# What the task requires:
Reproduce the data exactly, leaving nothing out.

# Task input:
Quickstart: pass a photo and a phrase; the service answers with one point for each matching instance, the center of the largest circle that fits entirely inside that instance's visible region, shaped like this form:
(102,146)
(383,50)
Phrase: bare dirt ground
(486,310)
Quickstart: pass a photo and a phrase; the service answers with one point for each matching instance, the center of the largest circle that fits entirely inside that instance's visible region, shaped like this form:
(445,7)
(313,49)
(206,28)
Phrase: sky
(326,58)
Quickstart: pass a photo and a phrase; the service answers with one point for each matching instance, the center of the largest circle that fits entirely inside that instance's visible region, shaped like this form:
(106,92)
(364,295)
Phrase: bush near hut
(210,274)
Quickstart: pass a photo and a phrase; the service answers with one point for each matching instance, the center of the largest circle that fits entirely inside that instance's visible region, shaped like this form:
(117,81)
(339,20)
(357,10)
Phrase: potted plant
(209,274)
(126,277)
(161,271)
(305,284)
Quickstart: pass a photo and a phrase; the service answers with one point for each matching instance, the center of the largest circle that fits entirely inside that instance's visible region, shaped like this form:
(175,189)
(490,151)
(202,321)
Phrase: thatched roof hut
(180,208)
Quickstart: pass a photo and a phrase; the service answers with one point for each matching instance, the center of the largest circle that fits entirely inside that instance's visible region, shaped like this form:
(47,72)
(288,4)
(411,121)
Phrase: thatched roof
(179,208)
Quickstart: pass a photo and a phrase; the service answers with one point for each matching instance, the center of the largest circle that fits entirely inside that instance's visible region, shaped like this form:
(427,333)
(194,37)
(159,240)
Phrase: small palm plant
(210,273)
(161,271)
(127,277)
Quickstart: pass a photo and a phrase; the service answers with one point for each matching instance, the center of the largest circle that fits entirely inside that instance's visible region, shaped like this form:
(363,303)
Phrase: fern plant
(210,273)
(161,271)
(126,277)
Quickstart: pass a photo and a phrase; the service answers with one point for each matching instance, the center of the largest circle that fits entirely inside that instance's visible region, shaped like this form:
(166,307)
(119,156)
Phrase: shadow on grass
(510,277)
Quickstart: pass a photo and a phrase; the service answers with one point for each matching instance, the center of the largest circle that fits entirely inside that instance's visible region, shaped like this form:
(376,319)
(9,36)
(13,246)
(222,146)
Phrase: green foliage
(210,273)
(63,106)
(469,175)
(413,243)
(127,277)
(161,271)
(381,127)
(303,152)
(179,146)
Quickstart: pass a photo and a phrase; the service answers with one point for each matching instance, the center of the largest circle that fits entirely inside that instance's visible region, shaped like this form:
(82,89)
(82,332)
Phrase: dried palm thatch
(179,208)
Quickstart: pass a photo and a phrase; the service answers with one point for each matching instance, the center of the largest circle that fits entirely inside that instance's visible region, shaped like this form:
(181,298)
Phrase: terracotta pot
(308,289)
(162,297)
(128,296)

# Reply:
Quickstart: pass a photo and a phrase; the service answers with one point for each matching instance, the center of the largest circle that fits entirely inside that instance's visible region, shaped like this form:
(102,146)
(383,50)
Phrase: bare dirt ground
(486,310)
Quickstart: pass a photo and a phrase; the service answers with one point for each matching instance, the center of the largest circle that fits entirely inside that instance's visible region, shaped like this form:
(445,7)
(313,49)
(206,28)
Phrase: sky
(326,58)
Quickstart: pass a photo and a phrase; the service answers with one point for each matching instance, the center of the largest circle that fits entirely inside that instance's visible region, shaped like this form:
(106,92)
(364,295)
Phrase: bush near hut
(210,274)
Quickstart: pass a photo and a phrase; the service answers with one point for each matching instance, the center of the largest circle that fits entirely inside that instance's visible region, shaped like this form:
(117,81)
(339,20)
(357,10)
Phrase: potted plant
(209,274)
(126,277)
(161,271)
(305,284)
Quickstart: pass a photo and a phrase; the service answers with one point for each matching instance, the center of the largest circle that fits entirely inside that instance's visible region, shaped like this form:
(175,189)
(490,151)
(202,321)
Phrase: thatched roof hut
(180,208)
Quickstart: pass a photo and a phrase; the service answers with one point for each matching instance, the center of the largest circle that fits entirely inside that instance's visible region, shaped like this form:
(47,72)
(288,4)
(411,121)
Phrase: thatched roof
(179,208)
Quickstart: pass a photo and a phrase; the service answers with one point for each matching instance, the center of the largest circle that fits entirely inside that instance's visible region, shaped like this form:
(427,333)
(194,37)
(159,240)
Phrase: small palm plant
(210,273)
(161,271)
(127,277)
Quickstart: pass a photo and a phrase; the service answers with one point for each matching instance, the center of the largest circle that fits entirely inside that instance's visible region, shaped like this form:
(363,303)
Phrase: fern plant
(210,273)
(161,271)
(126,277)
Quickstart: pass a photo and a phrase; the service answers with one point for each matching instance, the center of the largest circle that fits entirely inside that instance's visible region, shaped like this form:
(166,307)
(119,156)
Phrase: shadow on grass
(510,277)
Quickstart: pass a photo and a phrase; the service answers with one point for each matching instance, the center of the largest circle that fits entirely inside that instance's visible region, shaped like this form:
(376,319)
(9,36)
(13,246)
(222,146)
Phrase: green foliage
(210,273)
(63,106)
(469,175)
(413,243)
(127,277)
(161,271)
(381,127)
(303,152)
(179,146)
Quickstart: pass a photo and a phrase; the service answers with one point for each matching instance, the center of the largest circle that fits entirely inside that instance's visible region, shaped like this form:
(82,89)
(82,332)
Phrase: dried palm thatch
(179,208)
Quickstart: pass a photo and a phrase; the service answers with one point for each matching instance, the center of the largest circle that fits entirely inside that instance's visible region, shaped like this form:
(181,298)
Phrase: terracotta pot
(308,289)
(162,297)
(128,296)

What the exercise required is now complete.